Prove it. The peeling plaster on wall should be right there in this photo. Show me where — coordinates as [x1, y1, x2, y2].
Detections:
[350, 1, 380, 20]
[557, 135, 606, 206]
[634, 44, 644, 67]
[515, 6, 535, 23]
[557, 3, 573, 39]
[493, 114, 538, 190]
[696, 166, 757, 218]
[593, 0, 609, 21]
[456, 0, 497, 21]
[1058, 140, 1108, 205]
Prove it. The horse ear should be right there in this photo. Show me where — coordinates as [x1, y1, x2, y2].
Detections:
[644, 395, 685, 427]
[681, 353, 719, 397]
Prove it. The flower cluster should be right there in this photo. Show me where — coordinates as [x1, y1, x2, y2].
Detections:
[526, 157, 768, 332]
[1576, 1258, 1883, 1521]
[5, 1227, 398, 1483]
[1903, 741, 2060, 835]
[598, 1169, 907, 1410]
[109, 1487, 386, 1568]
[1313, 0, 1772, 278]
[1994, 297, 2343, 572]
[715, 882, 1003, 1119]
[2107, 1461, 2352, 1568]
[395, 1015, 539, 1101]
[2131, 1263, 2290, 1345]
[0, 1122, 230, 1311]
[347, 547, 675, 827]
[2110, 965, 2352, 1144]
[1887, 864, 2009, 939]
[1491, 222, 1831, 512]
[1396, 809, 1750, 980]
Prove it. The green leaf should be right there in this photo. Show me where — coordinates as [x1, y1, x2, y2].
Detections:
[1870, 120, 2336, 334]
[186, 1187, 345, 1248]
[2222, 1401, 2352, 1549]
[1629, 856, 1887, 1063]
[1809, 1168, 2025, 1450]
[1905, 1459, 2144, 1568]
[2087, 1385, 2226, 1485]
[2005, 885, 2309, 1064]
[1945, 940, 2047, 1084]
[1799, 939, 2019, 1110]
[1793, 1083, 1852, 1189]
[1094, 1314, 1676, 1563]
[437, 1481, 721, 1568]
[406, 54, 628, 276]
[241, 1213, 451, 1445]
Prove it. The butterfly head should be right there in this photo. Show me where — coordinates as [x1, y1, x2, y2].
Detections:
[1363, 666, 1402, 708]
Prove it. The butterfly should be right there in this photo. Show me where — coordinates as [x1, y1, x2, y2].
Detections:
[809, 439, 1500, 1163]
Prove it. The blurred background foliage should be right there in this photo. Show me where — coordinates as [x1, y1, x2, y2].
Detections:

• **Activity**
Please copy each line above exactly as written.

• **Exercise answer**
Prove it. The peeling plaster on wall should be right there in this photo. Show me where — coordinates as [x1, y1, x2, y2].
Detections:
[350, 1, 380, 20]
[557, 135, 606, 206]
[634, 44, 644, 67]
[515, 6, 535, 23]
[557, 3, 573, 39]
[493, 114, 538, 190]
[696, 166, 757, 218]
[593, 0, 609, 21]
[456, 0, 497, 21]
[1058, 140, 1108, 205]
Prove it. The horse ear should be right there in this photo. Show me where — coordinates as [x1, y1, x2, y2].
Detections:
[644, 395, 685, 427]
[681, 353, 719, 397]
Prove it. The flower cluster should be right there in this photo. Show me where — coordinates as [x1, y1, x2, y2].
Detections:
[526, 157, 768, 332]
[1576, 1258, 1883, 1521]
[5, 1227, 398, 1483]
[1903, 741, 2060, 835]
[598, 1169, 907, 1410]
[109, 1487, 386, 1568]
[1313, 0, 1772, 278]
[1994, 297, 2343, 572]
[715, 882, 1003, 1119]
[2107, 1461, 2352, 1568]
[395, 1015, 539, 1101]
[2131, 1263, 2290, 1345]
[0, 1122, 230, 1311]
[347, 547, 675, 827]
[2110, 965, 2352, 1144]
[1887, 864, 2009, 939]
[1491, 222, 1831, 512]
[1396, 809, 1750, 980]
Prove it. The green leaf should be right there in this photo. Show me where — coordinates as [x1, y1, x2, y2].
Detections:
[1870, 120, 2336, 334]
[186, 1187, 345, 1248]
[2222, 1401, 2352, 1549]
[1629, 856, 1887, 1063]
[1809, 1168, 2025, 1450]
[1905, 1459, 2144, 1568]
[2087, 1385, 2226, 1485]
[2005, 885, 2309, 1064]
[1945, 940, 2047, 1084]
[1799, 939, 2019, 1110]
[1793, 1083, 1852, 1189]
[1094, 1314, 1676, 1563]
[437, 1481, 721, 1568]
[406, 54, 628, 276]
[241, 1213, 451, 1445]
Prove it. The butterfly head should be right there in this photo. Show me where — coordinates as [x1, y1, x2, y2].
Detections:
[1363, 666, 1402, 708]
Prove it. The butterfly should be right there in this photo. Show me where — coordinates as [x1, y1, x2, y2].
Detections:
[809, 439, 1500, 1163]
Prove it. The blurred background foliage should be right there in this photo. Show me where — coordinates as [x1, y1, x2, y2].
Detections:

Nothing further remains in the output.